» **SET TASKS**
**1)** Answer these questions from the passage about the Married at First Sight Mzansi couple:
(a) What is the name of Khutso's daughter?
(b) What has Zion started playfully calling Omphile?
(c) How many other couples said 'I do' at first sight with the pair in the debut season?
**2)** Extend the passage about the Married at First Sight Mzansi couple by writing what comes after its final sentence.

» **SELECTED PASSAGE**
◆ ◆ ◆ ◆
For Married at First Sight Mzansi couple Litsoanelo Seturumane and Khutso Mokoena, merging their families meant taking things one step at a time, allowing their children to ease into the transition at their own pace.

Litsoanelo Seturumane and Khutso Mokoena | Supplied
Today, Litsoanelo’s son, Zion, and Khutso’s daughter, Omphile, share a beautiful bond. Khutso fondly shares that Zion has even started playfully calling Omphile his sister—an organic connection that blossomed naturally, just as they had hoped.
The duo was part of the fan-favourite debut season, where thousands tuned in to watch them—and three other couples—say ‘I do’ at first sight. While it made for gripping entertainment, for them, it was the start of a life-changing journey.
◆ ◆ ◆ ◆
» **DATA SEGMENT**
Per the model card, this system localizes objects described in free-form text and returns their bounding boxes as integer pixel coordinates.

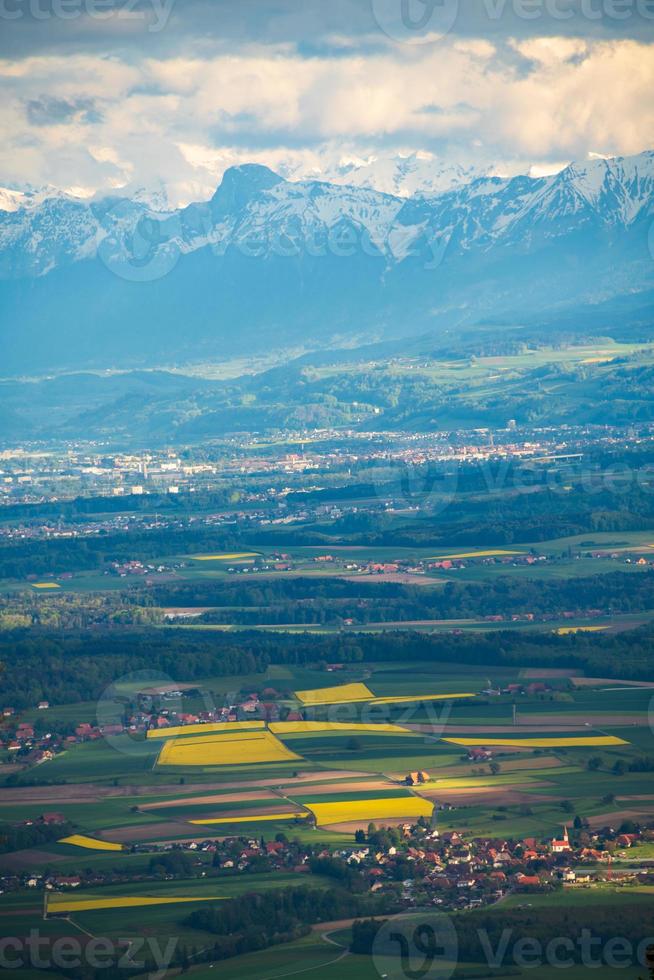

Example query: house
◆ ◆ ◆ ◆
» **RESPONSES IN ORDER**
**1)**
(a) Omphile
(b) His sister
(c) Three

**2)**
“The two children are complete opposites, with Omphile being extremely timid. At first, she would hide behind Khutso’s leg when she arrived and it took her a while to warm up to me. But now, she walks in like she’s right at home—she’ll run to me first and then go find Zion,” Litsoanelo shares, adding that even the transition between her and her son came with its own challenges.

Litsoanelo Seturumane and Khutso Mokoena | Supplied
“Having Khutso in the house has been difficult for Zion at times because he gets jealous. He’d say I don’t talk to him and only talk to Khutso,” she admits. Since Omphile is primarily raised by her mother and Zion is with Litsoanelo full-time, balancing these dynamics has required patience and open communication.
“Honestly, we’re just winging it,Khutso adds. “There are moments when one child seems to need more attention than the other, and we have to navigate that in real time. There’s no strict formula—we just go where the noise is. If both of them are crying, we divide and conquer. If one is upset, we both run to that one. We’re still figuring it out as we go.”
But even with their ‘winging it’ approach, they’ve realised the importance of having a foundation—something stable to build their blended family on.
Khutso acknowledges that their parenting styles are quite different, which sometimes leads to clashes.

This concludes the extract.